Exercise objective :: Please print everything from the start of the rows down through the line that contains "pixel 214 524", including that line, and leave the pictures out of your copy.

*** Information provided

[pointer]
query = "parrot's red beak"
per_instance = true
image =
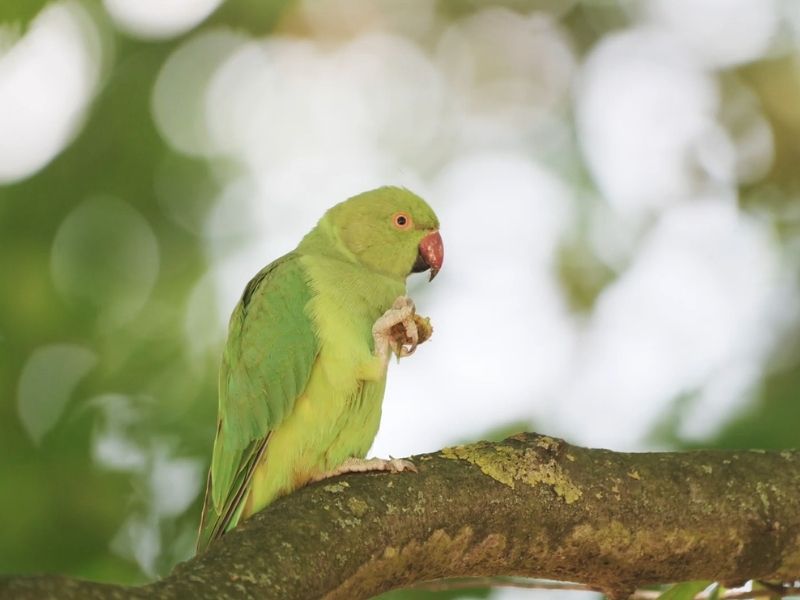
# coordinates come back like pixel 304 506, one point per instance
pixel 431 254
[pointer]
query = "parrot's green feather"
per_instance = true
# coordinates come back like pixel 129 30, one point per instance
pixel 266 365
pixel 300 387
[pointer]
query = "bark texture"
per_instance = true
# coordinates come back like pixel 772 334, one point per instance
pixel 531 505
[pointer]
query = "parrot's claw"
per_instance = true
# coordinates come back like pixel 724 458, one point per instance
pixel 365 465
pixel 396 330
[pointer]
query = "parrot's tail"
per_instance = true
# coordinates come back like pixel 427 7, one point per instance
pixel 214 524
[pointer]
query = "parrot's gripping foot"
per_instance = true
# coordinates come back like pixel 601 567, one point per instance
pixel 364 465
pixel 402 316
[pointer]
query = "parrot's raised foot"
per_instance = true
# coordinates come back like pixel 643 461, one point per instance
pixel 364 465
pixel 397 329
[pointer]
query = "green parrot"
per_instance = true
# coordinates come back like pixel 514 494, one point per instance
pixel 304 367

******

Task result ::
[pointer]
query = "parrot's red beak"
per_instance = true
image =
# coordinates come back like pixel 304 506, one point per instance
pixel 431 254
[pointer]
query = "parrot's green feather"
per_instance = true
# coordinates come back like pixel 129 30, one point per instance
pixel 266 365
pixel 300 387
[pointer]
query = "bark texture"
per_instance = true
# coordinates come back like pixel 772 334, one point per instance
pixel 531 505
[pointer]
query = "parrot's claw"
per_instance = true
# coordinates come back like pixel 724 458, one point per instance
pixel 365 465
pixel 396 330
[pointer]
query = "parrot's tail"
per_instance = true
# coordinates come back like pixel 427 7, one point per instance
pixel 214 524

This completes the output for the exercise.